▶ EXERCISE INSTRUCTIONS: Please show each line of the listing where "bird" is present.

▶ EXERCISE INPUT:
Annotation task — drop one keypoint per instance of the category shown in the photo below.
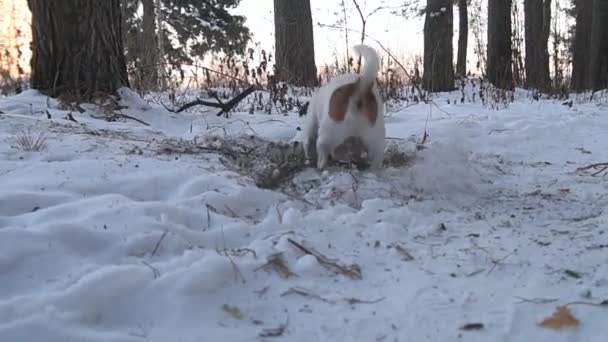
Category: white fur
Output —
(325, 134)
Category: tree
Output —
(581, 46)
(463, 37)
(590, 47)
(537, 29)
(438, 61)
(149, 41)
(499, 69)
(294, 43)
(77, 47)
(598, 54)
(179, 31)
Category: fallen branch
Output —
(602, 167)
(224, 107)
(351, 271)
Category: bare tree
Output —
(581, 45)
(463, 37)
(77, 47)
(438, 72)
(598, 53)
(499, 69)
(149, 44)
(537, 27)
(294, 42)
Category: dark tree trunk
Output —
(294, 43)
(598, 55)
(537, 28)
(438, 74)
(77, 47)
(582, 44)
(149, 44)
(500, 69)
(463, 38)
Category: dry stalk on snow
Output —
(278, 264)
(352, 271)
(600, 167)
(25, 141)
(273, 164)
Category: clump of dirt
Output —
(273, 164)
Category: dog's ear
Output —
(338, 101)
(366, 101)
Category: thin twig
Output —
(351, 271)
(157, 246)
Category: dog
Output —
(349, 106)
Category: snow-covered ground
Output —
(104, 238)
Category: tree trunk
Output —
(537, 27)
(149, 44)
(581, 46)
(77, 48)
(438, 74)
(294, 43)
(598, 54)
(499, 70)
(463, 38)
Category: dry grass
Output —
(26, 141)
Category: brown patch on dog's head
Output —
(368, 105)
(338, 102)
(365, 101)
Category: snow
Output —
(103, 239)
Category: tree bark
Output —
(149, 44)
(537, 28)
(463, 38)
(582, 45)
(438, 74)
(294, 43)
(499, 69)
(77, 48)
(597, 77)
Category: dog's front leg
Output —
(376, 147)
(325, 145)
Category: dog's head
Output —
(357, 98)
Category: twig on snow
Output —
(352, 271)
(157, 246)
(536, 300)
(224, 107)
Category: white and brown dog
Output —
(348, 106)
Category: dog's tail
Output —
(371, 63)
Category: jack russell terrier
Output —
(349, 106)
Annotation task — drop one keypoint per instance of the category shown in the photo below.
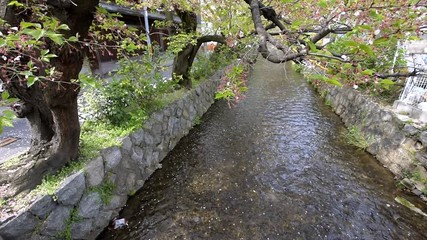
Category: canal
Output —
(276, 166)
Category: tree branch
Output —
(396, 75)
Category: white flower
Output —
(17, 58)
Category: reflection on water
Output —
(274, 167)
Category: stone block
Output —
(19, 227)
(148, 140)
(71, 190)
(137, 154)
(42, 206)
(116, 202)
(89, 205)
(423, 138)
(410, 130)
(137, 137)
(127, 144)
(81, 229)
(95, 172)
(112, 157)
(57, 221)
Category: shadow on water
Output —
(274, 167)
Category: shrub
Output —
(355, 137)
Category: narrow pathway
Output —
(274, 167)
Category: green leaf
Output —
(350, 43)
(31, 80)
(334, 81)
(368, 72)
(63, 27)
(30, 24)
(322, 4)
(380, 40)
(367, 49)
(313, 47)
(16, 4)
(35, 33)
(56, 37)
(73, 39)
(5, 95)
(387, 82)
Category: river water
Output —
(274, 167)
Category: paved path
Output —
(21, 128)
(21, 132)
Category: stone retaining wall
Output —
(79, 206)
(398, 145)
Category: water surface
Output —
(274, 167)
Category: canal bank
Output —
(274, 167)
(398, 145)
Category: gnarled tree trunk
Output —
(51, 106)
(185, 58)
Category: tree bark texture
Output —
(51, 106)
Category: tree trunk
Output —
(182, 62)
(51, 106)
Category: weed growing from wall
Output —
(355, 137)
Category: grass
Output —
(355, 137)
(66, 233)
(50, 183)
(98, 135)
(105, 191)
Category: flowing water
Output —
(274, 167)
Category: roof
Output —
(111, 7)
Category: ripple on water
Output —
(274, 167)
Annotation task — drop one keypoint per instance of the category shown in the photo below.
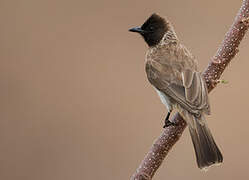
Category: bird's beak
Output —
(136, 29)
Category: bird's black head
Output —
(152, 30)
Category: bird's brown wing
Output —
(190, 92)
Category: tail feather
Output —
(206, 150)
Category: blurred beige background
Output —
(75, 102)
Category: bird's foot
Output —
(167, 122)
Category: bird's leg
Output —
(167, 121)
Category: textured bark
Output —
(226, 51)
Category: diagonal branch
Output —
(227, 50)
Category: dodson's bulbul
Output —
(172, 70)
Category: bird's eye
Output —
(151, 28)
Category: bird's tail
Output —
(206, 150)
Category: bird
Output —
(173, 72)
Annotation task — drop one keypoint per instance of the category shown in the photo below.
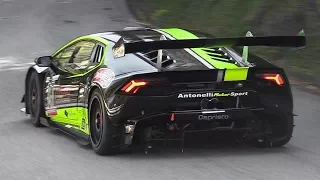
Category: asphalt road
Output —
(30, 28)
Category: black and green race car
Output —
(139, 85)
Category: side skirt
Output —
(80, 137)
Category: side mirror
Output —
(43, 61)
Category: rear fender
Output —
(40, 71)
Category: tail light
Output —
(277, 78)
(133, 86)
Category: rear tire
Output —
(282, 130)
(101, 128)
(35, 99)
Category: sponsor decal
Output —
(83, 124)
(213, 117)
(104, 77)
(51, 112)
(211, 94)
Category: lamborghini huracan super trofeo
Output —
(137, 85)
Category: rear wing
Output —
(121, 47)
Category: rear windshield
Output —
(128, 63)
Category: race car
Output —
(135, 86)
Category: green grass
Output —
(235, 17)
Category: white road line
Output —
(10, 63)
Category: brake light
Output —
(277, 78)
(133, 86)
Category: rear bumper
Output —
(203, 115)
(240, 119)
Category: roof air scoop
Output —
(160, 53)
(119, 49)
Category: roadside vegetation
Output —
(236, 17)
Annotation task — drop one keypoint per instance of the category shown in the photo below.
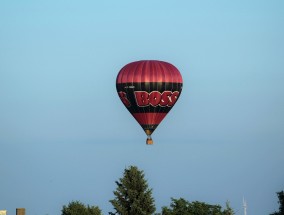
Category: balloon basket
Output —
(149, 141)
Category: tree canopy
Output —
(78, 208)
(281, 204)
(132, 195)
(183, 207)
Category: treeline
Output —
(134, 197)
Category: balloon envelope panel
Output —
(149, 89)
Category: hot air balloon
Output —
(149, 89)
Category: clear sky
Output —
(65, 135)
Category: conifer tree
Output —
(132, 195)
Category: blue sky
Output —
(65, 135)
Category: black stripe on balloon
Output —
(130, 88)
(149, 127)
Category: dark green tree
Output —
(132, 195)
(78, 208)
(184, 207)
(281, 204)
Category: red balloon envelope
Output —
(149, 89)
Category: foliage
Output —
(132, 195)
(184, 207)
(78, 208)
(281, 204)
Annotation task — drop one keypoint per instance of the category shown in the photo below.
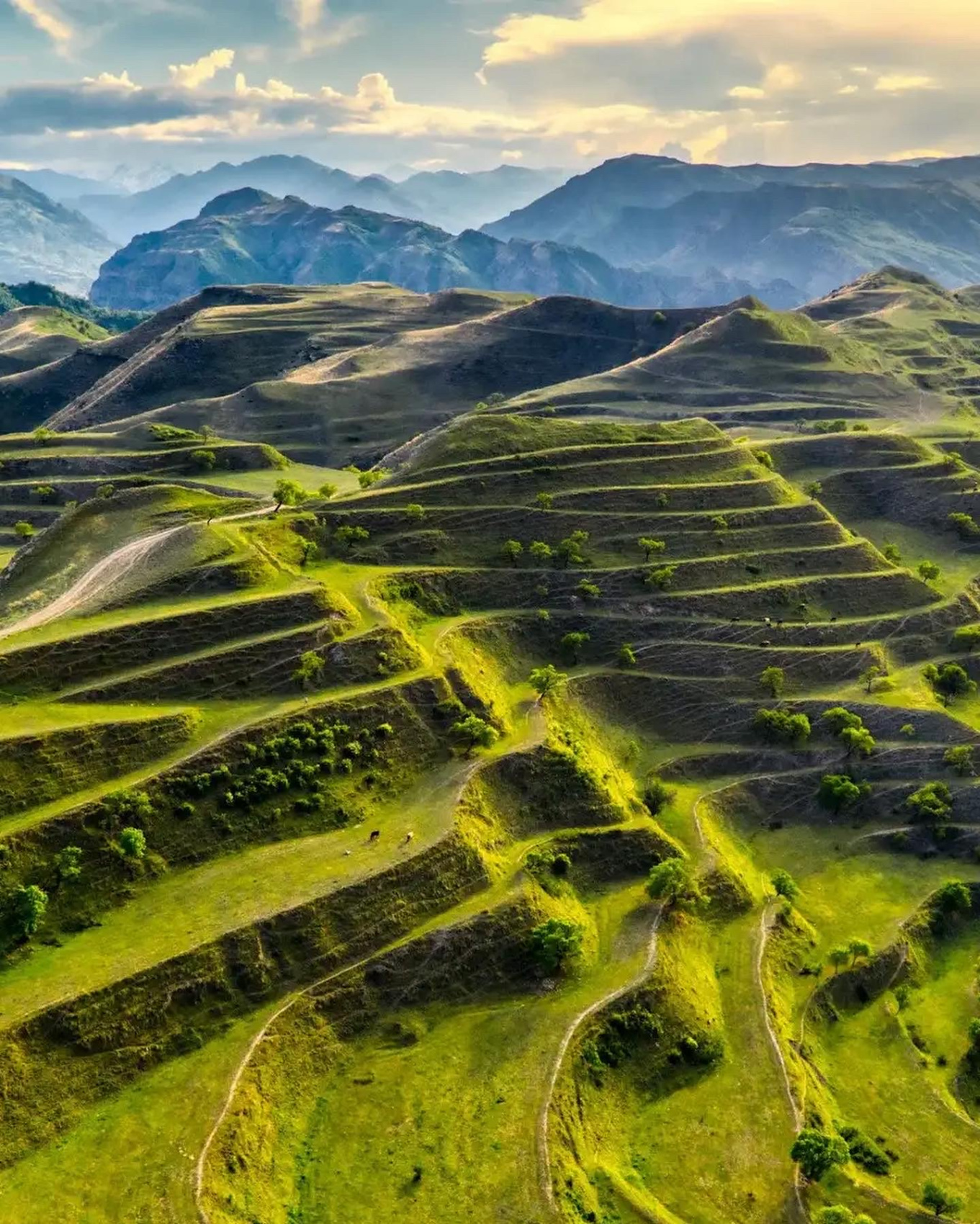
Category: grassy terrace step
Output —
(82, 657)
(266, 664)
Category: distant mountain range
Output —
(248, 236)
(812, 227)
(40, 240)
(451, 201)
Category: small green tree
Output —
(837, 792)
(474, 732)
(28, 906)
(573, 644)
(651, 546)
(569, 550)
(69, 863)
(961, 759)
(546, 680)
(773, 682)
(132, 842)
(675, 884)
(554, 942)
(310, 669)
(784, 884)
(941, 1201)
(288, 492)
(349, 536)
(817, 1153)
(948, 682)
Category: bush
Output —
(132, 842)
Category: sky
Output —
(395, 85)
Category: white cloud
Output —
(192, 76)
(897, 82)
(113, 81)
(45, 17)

--

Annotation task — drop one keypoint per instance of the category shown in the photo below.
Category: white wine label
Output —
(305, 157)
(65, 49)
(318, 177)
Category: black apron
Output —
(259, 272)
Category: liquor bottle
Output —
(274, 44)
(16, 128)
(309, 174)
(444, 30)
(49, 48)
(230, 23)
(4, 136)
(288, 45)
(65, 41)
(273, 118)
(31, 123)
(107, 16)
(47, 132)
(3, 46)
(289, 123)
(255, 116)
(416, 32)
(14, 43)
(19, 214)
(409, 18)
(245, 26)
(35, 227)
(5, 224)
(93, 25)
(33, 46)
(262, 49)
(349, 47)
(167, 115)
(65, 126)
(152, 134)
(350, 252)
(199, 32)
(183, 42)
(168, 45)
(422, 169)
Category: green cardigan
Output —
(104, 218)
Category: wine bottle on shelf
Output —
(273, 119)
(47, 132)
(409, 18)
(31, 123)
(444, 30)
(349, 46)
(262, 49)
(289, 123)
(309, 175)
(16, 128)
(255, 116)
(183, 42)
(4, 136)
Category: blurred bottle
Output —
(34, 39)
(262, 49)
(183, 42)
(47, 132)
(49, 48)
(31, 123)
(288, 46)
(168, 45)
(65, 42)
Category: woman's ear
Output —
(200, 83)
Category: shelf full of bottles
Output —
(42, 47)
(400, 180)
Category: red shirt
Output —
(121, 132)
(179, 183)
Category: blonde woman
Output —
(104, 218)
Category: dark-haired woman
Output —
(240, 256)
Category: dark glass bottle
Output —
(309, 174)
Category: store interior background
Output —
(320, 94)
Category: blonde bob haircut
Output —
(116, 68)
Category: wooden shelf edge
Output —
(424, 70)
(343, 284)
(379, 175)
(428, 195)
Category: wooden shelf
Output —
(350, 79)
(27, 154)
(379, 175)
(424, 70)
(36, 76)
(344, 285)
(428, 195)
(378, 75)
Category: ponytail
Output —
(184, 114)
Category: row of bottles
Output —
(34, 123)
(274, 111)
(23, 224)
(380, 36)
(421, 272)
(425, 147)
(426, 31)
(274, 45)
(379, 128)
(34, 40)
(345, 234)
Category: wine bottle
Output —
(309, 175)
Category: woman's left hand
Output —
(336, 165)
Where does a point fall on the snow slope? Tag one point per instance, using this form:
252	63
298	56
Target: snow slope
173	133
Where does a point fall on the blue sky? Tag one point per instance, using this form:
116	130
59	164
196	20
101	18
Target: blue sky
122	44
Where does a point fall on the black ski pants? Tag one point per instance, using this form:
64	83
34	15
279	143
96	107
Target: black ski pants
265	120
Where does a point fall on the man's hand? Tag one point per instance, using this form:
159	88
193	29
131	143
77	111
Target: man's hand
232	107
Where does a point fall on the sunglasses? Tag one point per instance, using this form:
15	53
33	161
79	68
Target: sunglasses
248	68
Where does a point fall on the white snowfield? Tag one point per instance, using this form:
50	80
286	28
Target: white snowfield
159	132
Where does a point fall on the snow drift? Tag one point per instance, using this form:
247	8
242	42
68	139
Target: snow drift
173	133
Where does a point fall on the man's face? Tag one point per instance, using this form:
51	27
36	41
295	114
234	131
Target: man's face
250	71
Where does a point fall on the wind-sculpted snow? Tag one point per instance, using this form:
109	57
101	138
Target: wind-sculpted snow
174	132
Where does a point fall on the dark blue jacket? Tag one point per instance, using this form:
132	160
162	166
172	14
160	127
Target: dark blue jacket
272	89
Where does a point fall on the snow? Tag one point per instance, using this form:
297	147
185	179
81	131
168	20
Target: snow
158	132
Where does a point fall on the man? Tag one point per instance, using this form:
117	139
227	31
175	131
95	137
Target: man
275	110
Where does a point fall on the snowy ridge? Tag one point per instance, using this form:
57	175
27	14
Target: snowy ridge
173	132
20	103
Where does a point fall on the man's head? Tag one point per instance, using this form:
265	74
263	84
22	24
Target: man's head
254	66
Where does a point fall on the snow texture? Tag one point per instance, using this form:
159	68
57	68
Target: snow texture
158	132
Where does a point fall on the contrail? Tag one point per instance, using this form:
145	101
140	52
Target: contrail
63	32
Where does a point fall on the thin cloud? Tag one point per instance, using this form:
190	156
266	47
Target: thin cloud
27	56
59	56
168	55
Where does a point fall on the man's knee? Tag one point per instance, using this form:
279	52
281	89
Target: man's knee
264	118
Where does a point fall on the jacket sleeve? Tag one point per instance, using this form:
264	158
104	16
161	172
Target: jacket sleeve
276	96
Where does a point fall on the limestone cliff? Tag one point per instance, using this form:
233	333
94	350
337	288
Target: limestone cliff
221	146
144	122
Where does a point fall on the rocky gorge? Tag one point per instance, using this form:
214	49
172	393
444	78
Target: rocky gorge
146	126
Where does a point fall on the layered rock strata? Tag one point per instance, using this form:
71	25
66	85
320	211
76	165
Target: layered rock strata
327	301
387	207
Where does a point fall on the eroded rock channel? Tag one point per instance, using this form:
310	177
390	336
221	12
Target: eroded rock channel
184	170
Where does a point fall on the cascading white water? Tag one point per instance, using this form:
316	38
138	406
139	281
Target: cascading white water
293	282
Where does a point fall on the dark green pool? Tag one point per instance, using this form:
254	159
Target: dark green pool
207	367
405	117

▶ EXERCISE SOLUTION:
Category: bird's beak
Category: bird's black head
Category: bird's brown wing
Category: bird's foot
Category: bird's leg
Category: bird's eye
Category: bird's tail
Category: bird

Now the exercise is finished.